------ Text excerpt ------

Re: Stats collector's idx_blks_hit value is highly misleading in practice

From: Tomas Vondra <tomas(dot)vondra(at)2ndquadrant(dot)com>
To: Peter Geoghegan <pg(at)bowt(dot)ie>
Cc: PostgreSQL Hackers <pgsql-hackers(at)lists(dot)postgresql(dot)org>
Subject: Re: Stats collector's idx_blks_hit value is highly misleading in practice
Date: 2020-10-31 01:46:17
Message-ID: 20201031014617.ukvqjlis7tkdo5ib@development
Lists: pgsql-hackers

On Fri, Oct 16, 2020 at 03:35:51PM -0700, Peter Geoghegan wrote:
>It occurs to mean that statistics collector stats such as
>pg_statio_*_tables.idx_blks_hit are highly misleading in practice
>because they fail to take account of the difference between internal
>pages and leaf pages in B-Tree indexes. These two types of pages are
>in fundamentally different categories, and I think that failing to
>recognize that at the level of these system views makes them much less
>useful. Somebody should probably write a patch that makes this
>difference clear from the system views. Possibly by using some
>generalized notion of "record" pages instead of leaf pages, and
>"metadata" pages instead of internal pages. That would even work with
>hash indexes, I think.
>Consider the following example, which is based on a standard nbtree
>index, but could work in almost the same way with other index access
>We have a pgbench_accounts pkey after initialization by pgbench at
>scale 1500. It has 409,837 leaf pages and 1,451 internal pages,
>meaning that about one third of one percent of all pages in the index
>are internal pages. Occasionally, with indexes on large text strings
>we might notice that as many as 1% of all index pages are internal
>pages, but that's very much on the high side. Generally speaking,
>we're virtually guaranteed to have *all* internal pages in
>shared_buffers once a steady state has been reached. Once the cache
>warms up, point lookups (like the queries pgbench performs) will only
>have to access one leaf page at most, which amounts to only one I/O at
>most. (This asymmetry is the main reason why B-Trees are generally
>very effective when buffered in a buffer cache.)
>If we run the pgbench queries against this database/example index
>we'll find that we have to access 4 index pages per query execution --
>the root, two additional internal pages, plus a leaf page. Based on
>the reasonable assumptions I'm making, 3 out of 4 of those pages will
>be hits when steady state is reached with pgbench's SELECT-only
>workload, regardless of how large shared_buffers is or how bloated the
>index is (we only need 1451 buffers for that, and those are bound to
>get hot quickly).

------ Given entries ------

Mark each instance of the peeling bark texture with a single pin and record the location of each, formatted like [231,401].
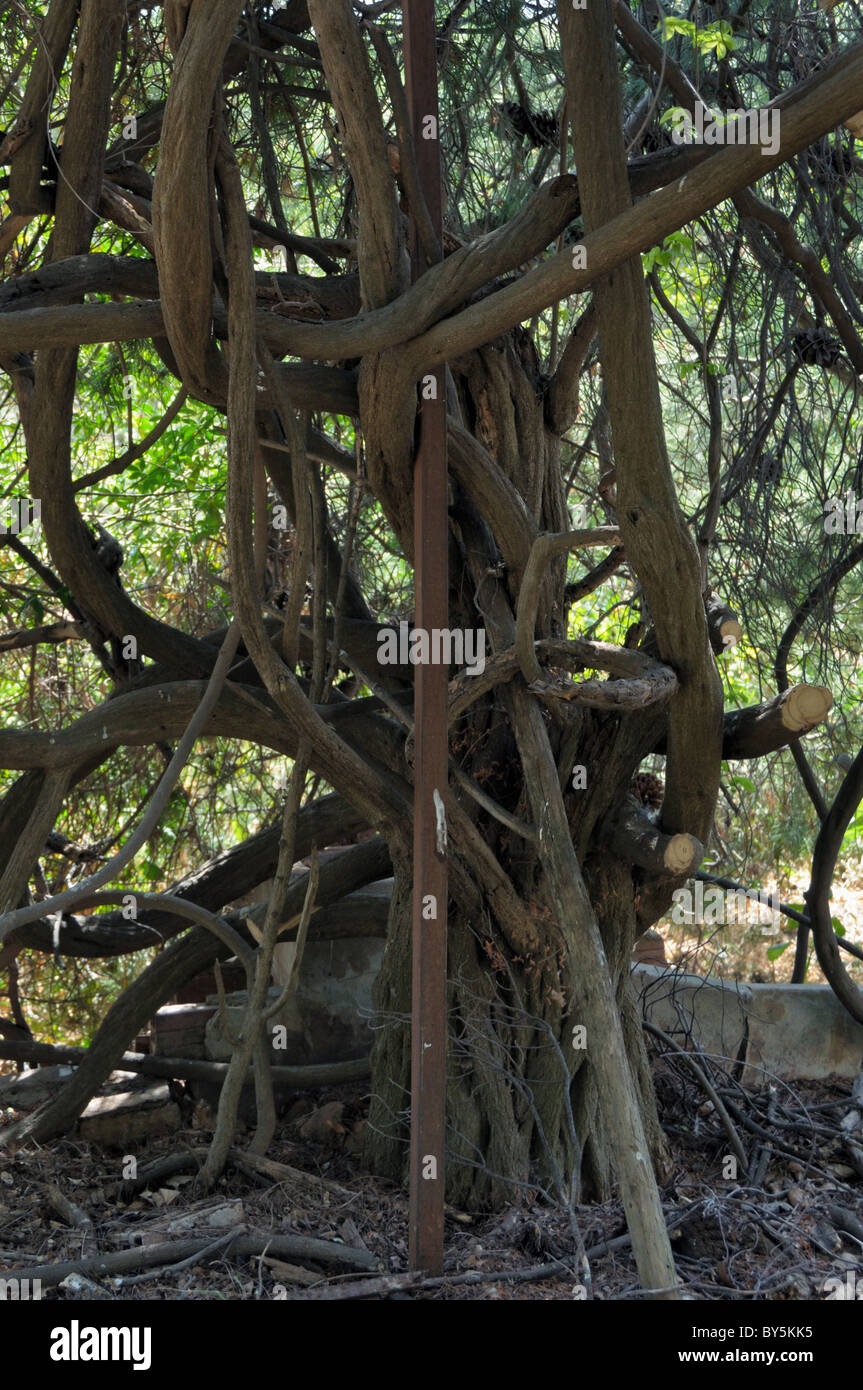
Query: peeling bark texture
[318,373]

------
------ Given entries ------

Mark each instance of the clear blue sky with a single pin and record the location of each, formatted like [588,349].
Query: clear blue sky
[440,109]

------

◆ Complete the following
A. Report each line in the rows that contains the string "peeling".
B. Continue the mailing-list message about misleading idx_blks_hit statistics from its last sentence.

◆ Expected responses
A.
Mark each instance of the peeling bark texture with a single pin and record the location of each, formatted like [231,401].
Query: peeling bark texture

B.
>The overall effect is idx_blks_hit changes over time in a way that
>makes no sense -- even to an expert. Let's say we start with this
>entire 3213 MB pgbench index in shared_buffers. We should only get
>increments in idx_blks_hit, never increments in idx_blks_read - that
>much makes sense. If we then iteratively shrink shared_buffers (or
>equivalently, make the index grow without adding a new level), the
>proportion of page accesses that increment idx_blks_read (rather than
>incrementing idx_blks_hit) goes up roughly linearly as misses increase
>linearly - which also makes sense. But here is the silly part: we
>cannot really have a hit rate of less than 75% if you compare
>idx_blks_hit to idx_blks_read, unless and until we can barely even fit
>1% of the index in memory (at which point it's hard to distinguish
>from noise). So if we naively consume the current view we'll see a hit
>rate that starts at 100%, and very slowly shrinks to 75%, which is
>where we bottom out (more or less, roughly speaking). This behavior
>seems pretty hard to defend to me.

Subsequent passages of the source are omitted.